> [Work required] Look through the listing below, and wherever a line has the string "instance", pull it out.

::::

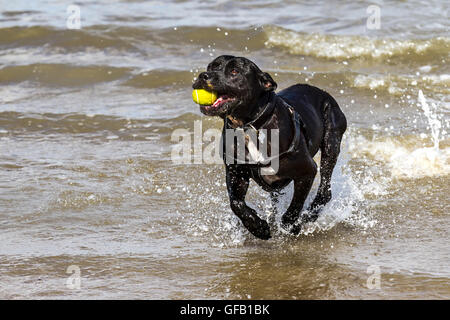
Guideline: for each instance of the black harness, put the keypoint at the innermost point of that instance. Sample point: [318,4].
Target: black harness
[264,115]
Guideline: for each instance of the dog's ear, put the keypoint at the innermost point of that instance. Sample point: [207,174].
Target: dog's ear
[266,81]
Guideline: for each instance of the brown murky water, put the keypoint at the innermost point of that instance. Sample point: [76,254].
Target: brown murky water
[86,177]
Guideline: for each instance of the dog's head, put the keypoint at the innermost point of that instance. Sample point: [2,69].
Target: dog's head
[238,83]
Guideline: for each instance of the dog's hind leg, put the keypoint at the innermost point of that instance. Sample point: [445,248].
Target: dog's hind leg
[334,128]
[274,200]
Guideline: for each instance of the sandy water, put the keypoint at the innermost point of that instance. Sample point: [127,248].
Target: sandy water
[86,177]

::::

> [Response area]
Guideline: for each instance of the black harness, put the keypoint at the innermost point of that instance. Sample point: [318,4].
Guideline: for each instance of the dog's ear, put the keypoint at the innermost point of that instance. Sample point: [207,174].
Guideline: for each instance of the brown murky water, put the keypoint at the innermost point of that instance. Sample point: [76,254].
Guideline: for each instance of the dog's head, put the keypoint at the innermost point of that instance. Sample point: [2,69].
Guideline: for each instance of the dog's hind leg, put the keypoint at the innermost point of that instance. Sample point: [445,248].
Guideline: for each instance of the sandy water, put the keypoint at the innermost point of that instance. Sample point: [127,248].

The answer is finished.